◆ **Work instructions**
Retype every record exactly. Leave the pictures out.

────────────────

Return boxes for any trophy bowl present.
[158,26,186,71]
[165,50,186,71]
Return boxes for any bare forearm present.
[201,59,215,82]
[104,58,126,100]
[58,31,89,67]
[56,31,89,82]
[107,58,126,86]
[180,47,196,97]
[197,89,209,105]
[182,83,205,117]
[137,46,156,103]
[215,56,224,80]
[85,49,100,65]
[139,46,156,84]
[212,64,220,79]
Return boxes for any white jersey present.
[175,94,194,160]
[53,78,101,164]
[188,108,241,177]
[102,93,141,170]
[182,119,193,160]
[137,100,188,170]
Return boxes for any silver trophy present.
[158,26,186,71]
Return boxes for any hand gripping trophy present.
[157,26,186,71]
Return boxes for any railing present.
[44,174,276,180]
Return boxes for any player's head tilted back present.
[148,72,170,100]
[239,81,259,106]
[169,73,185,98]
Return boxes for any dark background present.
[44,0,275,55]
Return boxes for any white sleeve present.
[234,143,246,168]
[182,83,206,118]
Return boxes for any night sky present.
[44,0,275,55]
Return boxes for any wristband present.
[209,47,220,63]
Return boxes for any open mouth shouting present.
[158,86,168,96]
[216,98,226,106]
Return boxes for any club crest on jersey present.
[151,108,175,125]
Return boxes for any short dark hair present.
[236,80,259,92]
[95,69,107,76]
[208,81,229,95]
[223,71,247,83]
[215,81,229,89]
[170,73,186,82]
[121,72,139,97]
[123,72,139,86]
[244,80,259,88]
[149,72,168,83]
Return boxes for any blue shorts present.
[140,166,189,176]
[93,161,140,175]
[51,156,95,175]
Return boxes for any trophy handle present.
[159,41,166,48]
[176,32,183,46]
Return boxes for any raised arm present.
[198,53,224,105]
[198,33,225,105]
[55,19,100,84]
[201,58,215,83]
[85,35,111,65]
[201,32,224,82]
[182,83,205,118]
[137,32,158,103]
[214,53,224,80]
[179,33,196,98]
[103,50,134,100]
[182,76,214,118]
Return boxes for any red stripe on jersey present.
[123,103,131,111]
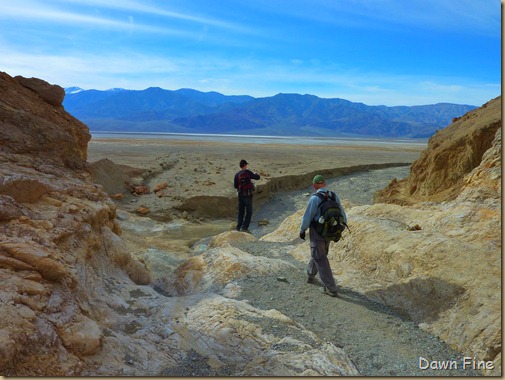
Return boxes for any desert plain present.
[86,136,425,276]
[87,135,425,212]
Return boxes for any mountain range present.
[63,87,477,139]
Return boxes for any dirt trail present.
[231,241,480,377]
[216,167,481,376]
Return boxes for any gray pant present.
[307,227,338,292]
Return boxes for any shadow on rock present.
[335,287,405,319]
[365,277,466,324]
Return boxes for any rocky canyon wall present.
[0,72,153,374]
[374,96,501,204]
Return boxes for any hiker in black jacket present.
[234,159,260,233]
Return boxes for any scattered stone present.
[136,206,150,214]
[407,224,422,231]
[68,204,80,214]
[133,185,150,195]
[111,193,124,200]
[154,182,168,193]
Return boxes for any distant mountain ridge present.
[63,87,477,138]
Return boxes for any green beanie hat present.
[312,174,325,184]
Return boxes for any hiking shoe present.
[307,276,315,284]
[323,287,338,297]
[241,228,252,234]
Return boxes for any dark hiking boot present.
[241,228,252,234]
[323,286,338,297]
[307,276,315,284]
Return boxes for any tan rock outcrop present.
[14,75,65,107]
[0,72,151,375]
[375,96,501,204]
[169,232,295,296]
[155,294,359,376]
[151,231,359,375]
[0,72,90,168]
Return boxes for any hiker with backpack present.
[234,159,261,233]
[299,174,348,297]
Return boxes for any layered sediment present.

────────────────

◆ **Output for this exercise**
Return boxes for any trophy bowl present.
[158,26,186,71]
[165,50,186,71]
Return boxes for any bare forearm present.
[201,59,215,82]
[104,58,126,100]
[58,31,89,67]
[56,31,89,82]
[107,58,126,86]
[180,47,196,97]
[197,89,209,105]
[182,83,205,117]
[137,46,156,103]
[215,56,224,80]
[85,49,100,65]
[139,46,156,84]
[212,64,220,79]
Return boxes for any white jersey present.
[175,94,194,160]
[53,78,101,164]
[188,108,241,177]
[102,93,141,170]
[182,119,193,160]
[137,100,188,170]
Return boxes for any silver trophy present.
[158,26,186,71]
Return boxes for any hand gripping trophy present.
[157,26,186,71]
Return boxes for any railing present.
[44,174,276,180]
Return boxes for any player's head tilted back present.
[148,72,170,100]
[239,81,259,106]
[169,73,185,98]
Return boxes for any dark background present.
[44,0,275,55]
Return boxes for any white sleeve present.
[234,143,246,168]
[182,83,206,118]
Return boxes for any night sky present.
[44,0,275,55]
Return boxes for any wristband present.
[209,47,220,63]
Return boxes for any open mouth shouting present.
[158,86,168,96]
[216,98,226,106]
Return boxes for any club crest on jersey present.
[151,108,175,125]
Return boxes for any short dark hair present.
[236,80,259,92]
[95,69,107,76]
[208,81,229,95]
[223,71,247,83]
[215,81,229,89]
[170,73,186,82]
[121,72,139,97]
[123,72,139,86]
[244,80,259,88]
[149,72,168,83]
Return boxes for any blue shorts present.
[140,166,189,176]
[93,161,140,175]
[51,156,95,175]
Return boxes for any trophy handle present.
[159,41,166,48]
[176,32,183,46]
Return boxes for any raised arm present.
[198,53,224,105]
[198,33,225,105]
[55,19,100,84]
[201,58,215,83]
[85,35,111,65]
[201,32,224,82]
[182,83,205,118]
[137,32,158,103]
[214,53,224,80]
[179,33,196,98]
[103,50,134,100]
[182,76,214,118]
Return boxes for any red stripe on jersey present.
[123,103,131,111]
Return boxes for any desert plain present.
[86,136,425,276]
[87,135,425,212]
Return boxes for any mountain range present.
[63,87,477,139]
Return boxes for any dirt trail present.
[231,241,480,377]
[216,167,481,376]
Return boxes for any gray pant present.
[307,227,338,292]
Return boxes for any shadow on rock present.
[335,287,405,319]
[365,277,466,324]
Return boxes for any rocky canyon wall present.
[0,72,153,374]
[374,96,501,204]
Return boxes for any hiker in black jacket present.
[234,159,260,233]
Return boxes for any scattered stone present.
[136,206,150,214]
[407,224,422,231]
[68,204,80,214]
[133,185,150,195]
[111,193,124,200]
[154,182,168,193]
Return boxes for any distant mountain ridge present.
[63,87,477,138]
Return boxes for any green beanie hat present.
[312,174,325,184]
Return boxes for any hiking shoe present.
[307,276,315,284]
[323,287,338,297]
[241,228,252,234]
Return boxes for any dark hiking boot present.
[241,228,252,234]
[323,286,338,297]
[307,276,315,284]
Return boxes for any tan rock outcrop present.
[14,75,65,107]
[0,72,151,375]
[375,96,501,204]
[169,232,295,296]
[155,294,359,376]
[151,231,359,375]
[0,72,90,168]
Return boxes for any hiker with backpack present.
[234,159,261,233]
[299,174,348,297]
Return boxes for any layered sediment present.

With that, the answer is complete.